▶ _Требуемая работа_: Сообщите, в скольких строках ниже встречается слово «tall» с учетом регистра букв. В ответе приведите только число.

-------- Исходные данные

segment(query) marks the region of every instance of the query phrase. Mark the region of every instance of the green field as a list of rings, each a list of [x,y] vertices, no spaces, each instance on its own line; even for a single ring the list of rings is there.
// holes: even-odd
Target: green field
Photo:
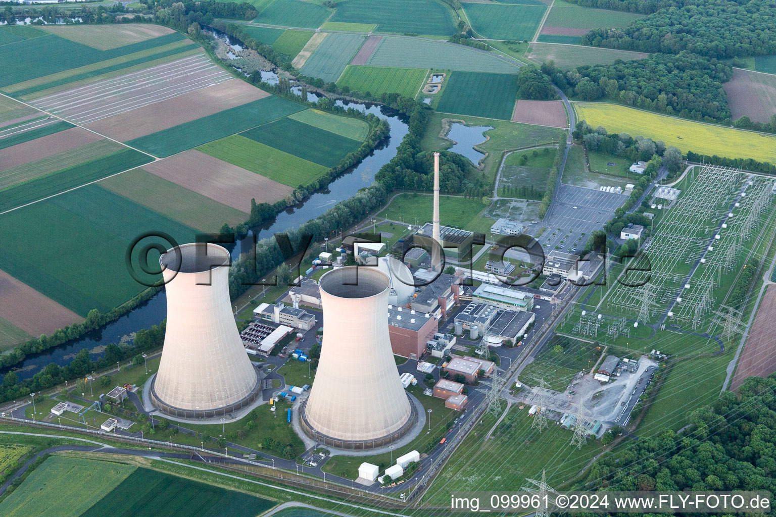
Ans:
[[[60,192],[147,164],[153,159],[133,149],[109,154],[2,191],[0,212],[31,203]]]
[[[463,120],[467,126],[490,126],[494,128],[483,133],[484,136],[487,137],[487,141],[476,146],[477,150],[487,153],[484,158],[484,171],[490,181],[495,176],[496,167],[501,163],[504,151],[543,145],[557,142],[561,137],[565,138],[563,136],[565,134],[564,130],[545,126],[460,115],[451,116],[435,112],[431,117],[426,133],[421,143],[423,149],[438,150],[448,149],[452,145],[450,140],[439,136],[442,130],[444,119]]]
[[[36,138],[46,136],[47,135],[53,135],[55,133],[69,129],[71,127],[75,126],[69,122],[59,120],[54,123],[43,126],[43,127],[38,127],[34,129],[29,129],[29,131],[24,131],[23,133],[17,133],[15,135],[11,135],[10,136],[6,136],[5,138],[0,140],[0,149],[5,149],[6,147],[15,146],[17,143],[23,143],[25,142],[34,140]]]
[[[578,45],[582,41],[581,36],[560,36],[558,34],[539,34],[536,41],[541,43],[563,43],[564,45]]]
[[[248,33],[251,38],[257,41],[261,41],[265,45],[272,45],[286,32],[282,29],[257,27],[250,25],[244,25],[242,29]]]
[[[631,22],[643,17],[643,15],[632,12],[591,9],[556,1],[544,24],[548,27],[569,29],[624,27]]]
[[[608,64],[618,59],[624,61],[634,59],[643,59],[647,54],[643,52],[631,50],[618,50],[605,49],[597,47],[583,47],[581,45],[553,45],[550,43],[531,43],[525,57],[536,63],[543,63],[550,60],[555,61],[556,66],[562,70],[569,70],[586,64]]]
[[[30,27],[26,25],[12,25],[0,27],[0,46],[12,43],[15,41],[30,40],[41,36],[46,36],[44,30]]]
[[[427,72],[419,68],[388,68],[348,65],[340,76],[337,85],[373,95],[398,93],[414,97],[421,89]]]
[[[222,205],[140,168],[106,178],[99,184],[203,232],[217,233],[224,222],[234,226],[248,217],[248,214],[244,212]]]
[[[5,517],[79,517],[135,469],[107,461],[52,457],[0,503],[0,514]],[[73,490],[73,487],[88,489]],[[68,495],[67,504],[64,494]]]
[[[289,138],[291,135],[303,135],[303,145]],[[361,145],[357,140],[287,117],[248,129],[241,136],[329,168]]]
[[[393,221],[401,221],[408,224],[423,224],[429,220],[433,209],[433,198],[424,194],[400,194],[393,198],[383,211],[379,217]],[[462,228],[474,231],[481,227],[480,213],[485,209],[479,199],[443,195],[439,198],[439,216],[445,224],[453,228]],[[490,219],[489,219],[490,221]],[[494,221],[490,221],[490,229]]]
[[[2,175],[0,176],[0,191],[12,185],[91,161],[106,154],[124,149],[126,148],[120,143],[104,139],[40,160],[17,165],[10,169],[5,169],[2,171]]]
[[[509,120],[518,96],[518,76],[454,72],[449,75],[437,111]]]
[[[303,109],[304,106],[302,105],[272,95],[152,133],[128,143],[164,157]]]
[[[257,23],[317,29],[331,15],[323,5],[302,0],[275,0],[254,19]]]
[[[533,40],[547,7],[539,5],[466,4],[472,28],[490,40]]]
[[[38,238],[29,238],[31,222]],[[192,228],[88,185],[0,216],[0,269],[81,316],[92,308],[105,312],[145,288],[130,275],[125,256],[131,241],[148,229],[178,243],[195,237]]]
[[[328,170],[240,135],[210,142],[198,150],[294,188],[307,184]]]
[[[365,36],[359,34],[330,33],[320,42],[300,71],[305,75],[320,78],[327,83],[336,82],[364,40]]]
[[[288,118],[359,142],[363,141],[369,133],[369,125],[364,120],[338,116],[318,109],[297,112]]]
[[[54,34],[2,45],[0,62],[5,67],[0,87],[166,45],[184,37],[176,32],[109,50],[98,50]],[[19,55],[26,58],[16,59]]]
[[[578,120],[609,133],[646,136],[688,150],[729,158],[776,161],[776,136],[677,119],[615,104],[575,102]]]
[[[352,2],[352,0],[348,0]],[[383,38],[366,64],[517,74],[518,67],[490,53],[442,42]]]
[[[776,55],[755,56],[754,70],[764,74],[776,74]]]
[[[272,48],[284,53],[289,57],[293,57],[304,48],[314,33],[308,30],[292,30],[289,29],[283,32],[272,43]]]
[[[456,32],[452,11],[435,0],[348,0],[337,4],[331,21],[376,23],[381,33],[449,36]]]

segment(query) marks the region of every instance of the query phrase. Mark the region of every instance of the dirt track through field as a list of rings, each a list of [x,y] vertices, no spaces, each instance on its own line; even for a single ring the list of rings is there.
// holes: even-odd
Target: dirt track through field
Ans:
[[[361,49],[359,50],[358,53],[353,56],[353,60],[350,62],[351,64],[366,64],[366,61],[372,57],[374,53],[375,49],[377,46],[380,44],[383,41],[383,36],[370,36],[364,42],[364,44],[361,46]]]
[[[274,203],[293,188],[261,174],[190,150],[143,167],[148,172],[237,210],[250,212],[251,198]]]
[[[178,95],[87,124],[90,129],[126,142],[173,126],[256,101],[269,94],[240,79]]]
[[[738,389],[748,377],[764,377],[774,371],[776,371],[776,284],[769,285],[763,296],[730,389]]]
[[[767,122],[776,113],[776,77],[733,68],[733,79],[723,86],[733,120],[746,115]]]
[[[0,171],[6,171],[101,140],[101,136],[93,133],[80,127],[71,127],[34,140],[17,143],[0,150]]]
[[[0,316],[36,337],[84,321],[5,271],[0,271]]]
[[[584,36],[590,30],[587,29],[570,29],[568,27],[542,27],[542,34],[556,34],[557,36]]]
[[[88,124],[231,78],[206,55],[199,53],[43,97],[33,103],[78,124]]]
[[[551,127],[568,126],[563,101],[518,101],[512,122]]]

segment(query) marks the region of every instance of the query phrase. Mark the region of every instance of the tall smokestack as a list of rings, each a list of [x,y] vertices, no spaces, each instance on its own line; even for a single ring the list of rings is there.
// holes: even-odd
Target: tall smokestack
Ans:
[[[434,219],[431,220],[434,226],[431,236],[434,242],[431,244],[431,269],[440,271],[442,267],[440,251],[442,240],[439,238],[439,153],[434,153]]]

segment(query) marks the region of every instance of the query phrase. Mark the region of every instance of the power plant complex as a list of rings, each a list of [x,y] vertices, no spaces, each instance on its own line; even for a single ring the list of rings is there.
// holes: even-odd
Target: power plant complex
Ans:
[[[302,429],[340,449],[388,445],[417,419],[391,351],[389,277],[352,266],[326,273],[319,284],[326,333]]]
[[[230,260],[225,248],[205,243],[171,248],[159,259],[167,328],[151,398],[171,416],[220,416],[261,394],[230,310]]]

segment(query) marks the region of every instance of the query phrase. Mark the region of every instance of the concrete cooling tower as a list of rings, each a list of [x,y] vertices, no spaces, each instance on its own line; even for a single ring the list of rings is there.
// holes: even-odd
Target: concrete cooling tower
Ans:
[[[388,277],[352,266],[329,271],[318,284],[325,331],[302,429],[340,449],[387,445],[417,419],[388,336]]]
[[[252,402],[259,381],[240,339],[229,299],[229,252],[197,243],[159,259],[167,291],[167,329],[154,405],[187,419],[212,418]]]

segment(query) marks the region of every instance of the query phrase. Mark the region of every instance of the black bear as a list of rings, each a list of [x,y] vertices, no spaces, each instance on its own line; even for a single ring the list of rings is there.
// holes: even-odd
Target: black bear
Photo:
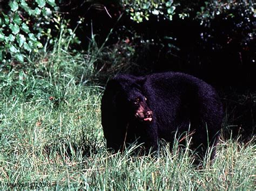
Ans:
[[[191,146],[205,154],[216,144],[224,115],[213,87],[174,72],[116,76],[107,83],[101,110],[106,146],[116,152],[136,140],[155,151],[159,139],[173,143],[189,132]]]

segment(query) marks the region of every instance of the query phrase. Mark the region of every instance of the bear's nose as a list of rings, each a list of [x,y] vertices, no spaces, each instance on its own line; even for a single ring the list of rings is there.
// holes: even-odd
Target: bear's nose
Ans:
[[[147,117],[152,117],[153,115],[153,112],[152,111],[147,111],[146,113],[146,116]]]

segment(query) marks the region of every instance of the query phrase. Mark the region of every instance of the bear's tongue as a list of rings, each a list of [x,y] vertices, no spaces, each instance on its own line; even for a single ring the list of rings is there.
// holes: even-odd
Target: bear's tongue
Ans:
[[[143,120],[145,121],[150,121],[150,122],[151,122],[152,119],[152,117],[147,117],[143,119]]]

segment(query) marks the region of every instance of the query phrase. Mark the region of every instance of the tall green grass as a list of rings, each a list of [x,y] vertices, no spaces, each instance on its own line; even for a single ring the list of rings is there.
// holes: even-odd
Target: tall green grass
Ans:
[[[188,148],[107,152],[93,52],[59,45],[0,74],[0,186],[80,190],[254,190],[255,146],[221,140],[198,168]],[[93,57],[94,56],[94,57]]]

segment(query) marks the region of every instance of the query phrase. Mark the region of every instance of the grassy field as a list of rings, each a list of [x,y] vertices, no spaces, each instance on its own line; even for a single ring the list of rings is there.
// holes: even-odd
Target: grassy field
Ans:
[[[156,158],[107,152],[96,59],[55,51],[0,73],[1,189],[254,189],[253,140],[222,139],[201,168],[167,144]]]

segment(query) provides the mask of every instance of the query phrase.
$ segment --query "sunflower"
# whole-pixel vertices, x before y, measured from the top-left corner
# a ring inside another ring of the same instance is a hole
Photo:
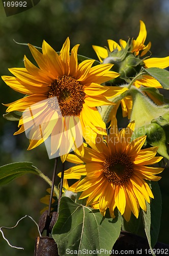
[[[2,77],[13,90],[26,94],[5,104],[7,112],[24,112],[19,121],[20,129],[14,134],[27,132],[30,140],[28,150],[51,137],[51,155],[61,148],[60,155],[65,153],[65,147],[69,152],[77,142],[76,136],[80,137],[77,135],[77,130],[80,132],[78,122],[84,138],[94,140],[97,133],[106,134],[105,123],[96,106],[112,104],[107,98],[126,90],[100,85],[119,75],[109,71],[112,65],[92,67],[93,59],[78,64],[79,45],[72,48],[70,54],[69,38],[59,54],[44,40],[42,53],[31,45],[29,47],[39,68],[24,56],[24,68],[9,69],[15,76]]]
[[[119,132],[115,125],[106,141],[98,135],[96,144],[84,147],[83,157],[77,151],[69,154],[68,161],[74,158],[77,163],[79,159],[79,164],[65,172],[66,179],[86,176],[77,181],[75,191],[82,191],[80,199],[88,198],[87,205],[99,208],[103,216],[108,208],[113,218],[117,207],[127,221],[131,211],[137,218],[140,208],[146,211],[146,201],[150,203],[154,198],[147,181],[158,181],[161,177],[155,175],[163,170],[147,166],[162,157],[155,156],[157,147],[141,149],[146,136],[131,141],[134,126],[131,122]]]
[[[135,40],[132,40],[131,45],[129,47],[131,53],[137,58],[140,58],[146,54],[151,48],[151,42],[149,42],[147,46],[144,45],[146,37],[147,30],[146,26],[142,20],[140,20],[140,30],[138,36]],[[109,54],[111,54],[110,52],[112,53],[115,51],[120,51],[124,49],[127,44],[126,41],[122,39],[120,40],[120,45],[113,40],[107,40],[107,42],[108,50],[99,46],[93,46],[93,48],[101,63],[106,62],[105,60],[108,56],[109,56]],[[143,66],[145,69],[149,68],[164,69],[169,66],[169,56],[164,58],[147,57],[143,59]],[[141,68],[141,66],[140,68]],[[112,70],[114,68],[112,68]],[[136,72],[135,73],[136,74]],[[147,74],[144,74],[142,76],[140,76],[139,79],[136,79],[133,82],[133,85],[137,88],[139,88],[141,86],[155,88],[162,88],[158,81],[150,75]],[[156,104],[161,104],[163,103],[154,97],[153,94],[148,93],[147,94]],[[123,117],[128,116],[128,118],[130,118],[132,105],[131,96],[128,96],[127,97],[124,97],[121,101],[117,103],[118,106],[120,103],[122,109]],[[112,116],[116,116],[117,109],[117,107],[113,109],[110,116],[109,120],[112,119]]]

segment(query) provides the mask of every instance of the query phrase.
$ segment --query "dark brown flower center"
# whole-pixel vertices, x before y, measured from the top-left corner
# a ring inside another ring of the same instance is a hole
[[[79,116],[86,95],[83,86],[74,77],[63,76],[55,79],[47,93],[49,108],[60,110],[63,116]]]
[[[103,174],[109,181],[116,185],[127,182],[133,173],[133,164],[125,154],[116,153],[106,158]]]

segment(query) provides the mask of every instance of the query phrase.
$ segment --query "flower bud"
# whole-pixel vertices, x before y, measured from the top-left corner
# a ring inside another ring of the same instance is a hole
[[[145,66],[144,61],[138,56],[135,56],[129,51],[128,44],[126,47],[119,51],[114,50],[108,53],[108,56],[104,59],[103,63],[114,64],[112,70],[118,72],[120,76],[111,80],[114,85],[129,82],[130,78],[134,77],[140,71],[142,67]]]
[[[158,146],[157,152],[169,159],[169,108],[168,105],[157,106],[136,88],[131,88],[133,109],[131,121],[134,120],[135,130],[132,139],[146,135],[147,143]]]

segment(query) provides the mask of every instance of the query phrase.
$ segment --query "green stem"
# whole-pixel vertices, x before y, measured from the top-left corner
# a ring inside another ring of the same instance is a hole
[[[108,99],[108,100],[109,101],[111,101],[111,102],[116,103],[120,100],[121,100],[124,97],[126,97],[129,94],[129,90],[127,90],[120,95],[119,95],[117,97],[114,97],[114,98],[111,98],[111,99]],[[109,105],[108,106],[102,106],[101,108],[98,108],[102,120],[105,123],[107,123],[108,122],[109,116],[110,115],[111,111],[114,108],[114,105]]]

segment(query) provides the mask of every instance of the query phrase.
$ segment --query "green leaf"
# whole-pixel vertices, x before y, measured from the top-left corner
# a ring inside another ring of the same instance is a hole
[[[60,256],[70,251],[73,255],[81,255],[79,250],[87,249],[92,252],[91,255],[97,255],[94,253],[97,250],[99,250],[99,255],[105,255],[104,250],[110,251],[119,238],[121,226],[120,218],[103,217],[98,210],[64,197],[61,200],[59,218],[52,234]]]
[[[19,111],[12,111],[7,114],[4,114],[3,117],[9,121],[19,121],[22,115],[22,113]]]
[[[159,68],[143,69],[146,73],[150,75],[159,81],[164,89],[169,89],[169,72]]]
[[[161,214],[161,196],[157,182],[151,182],[154,199],[151,204],[146,202],[147,211],[142,211],[145,232],[150,249],[152,249],[157,242],[160,225]],[[155,254],[152,253],[155,256]]]
[[[29,162],[20,162],[1,166],[0,185],[8,183],[28,173],[39,175],[40,171],[32,164]]]

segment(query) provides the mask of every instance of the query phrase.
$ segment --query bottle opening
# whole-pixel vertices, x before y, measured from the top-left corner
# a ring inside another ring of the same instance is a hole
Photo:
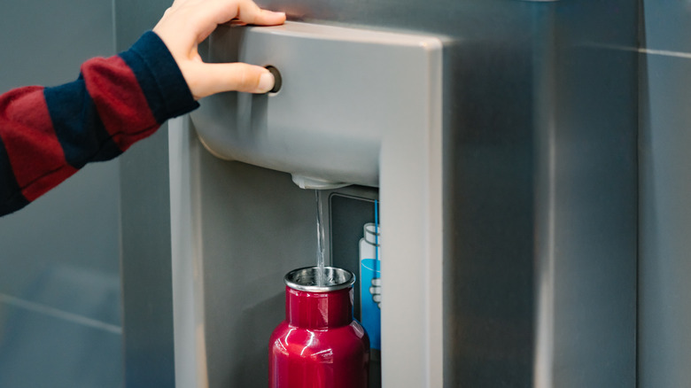
[[[355,275],[346,269],[324,267],[323,283],[320,284],[319,268],[307,267],[294,269],[283,279],[285,285],[293,290],[307,292],[328,292],[352,287],[355,283]]]

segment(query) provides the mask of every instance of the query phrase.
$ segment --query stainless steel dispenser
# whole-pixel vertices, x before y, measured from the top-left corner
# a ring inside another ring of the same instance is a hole
[[[220,159],[290,173],[302,188],[378,187],[384,386],[441,385],[441,52],[433,36],[297,22],[221,27],[212,35],[207,60],[273,66],[283,85],[268,95],[209,97],[190,121],[170,124],[180,386],[221,386],[209,381],[216,368],[238,369],[233,386],[262,381],[259,356],[240,349],[265,354],[268,336],[243,316],[275,324],[283,314],[278,274],[314,262],[304,235],[266,234],[292,219],[314,221],[314,205],[291,205],[305,191],[286,187],[285,174]],[[247,311],[262,306],[276,311]],[[256,374],[239,371],[247,360]]]

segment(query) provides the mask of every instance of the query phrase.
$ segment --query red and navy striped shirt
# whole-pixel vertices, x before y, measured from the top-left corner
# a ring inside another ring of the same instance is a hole
[[[85,62],[74,82],[0,96],[0,215],[29,204],[91,161],[117,157],[167,120],[198,106],[153,32]]]

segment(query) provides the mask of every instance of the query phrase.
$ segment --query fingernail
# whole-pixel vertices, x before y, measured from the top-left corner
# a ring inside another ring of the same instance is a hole
[[[257,89],[260,93],[266,93],[274,88],[274,74],[268,71],[265,72],[260,76],[260,83],[257,85]]]

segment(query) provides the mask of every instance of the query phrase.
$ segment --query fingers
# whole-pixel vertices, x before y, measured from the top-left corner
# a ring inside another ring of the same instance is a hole
[[[237,18],[248,24],[276,26],[285,21],[285,13],[262,10],[253,2],[245,1],[239,4]]]
[[[275,26],[285,21],[284,12],[262,10],[252,0],[209,0],[204,12],[214,15],[216,25],[237,19],[247,24]]]
[[[197,99],[229,90],[266,93],[275,81],[265,67],[245,63],[197,63],[193,68],[181,70],[185,80],[196,80],[195,83],[188,81],[188,84]]]

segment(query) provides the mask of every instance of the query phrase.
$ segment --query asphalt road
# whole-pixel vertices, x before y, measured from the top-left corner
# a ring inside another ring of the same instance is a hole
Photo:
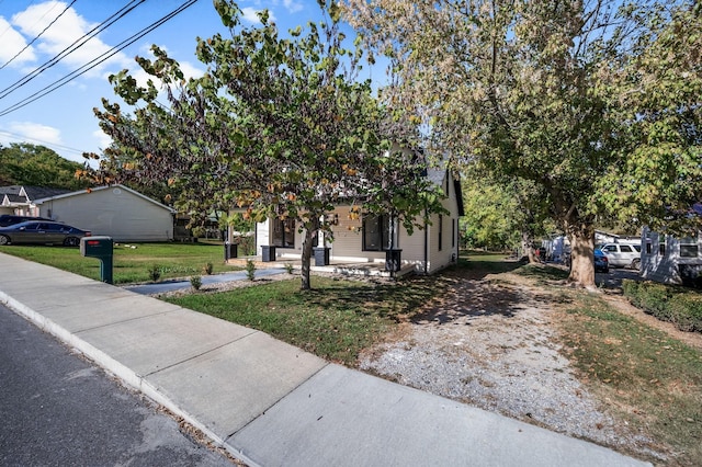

----------------

▶ _Ответ_: 4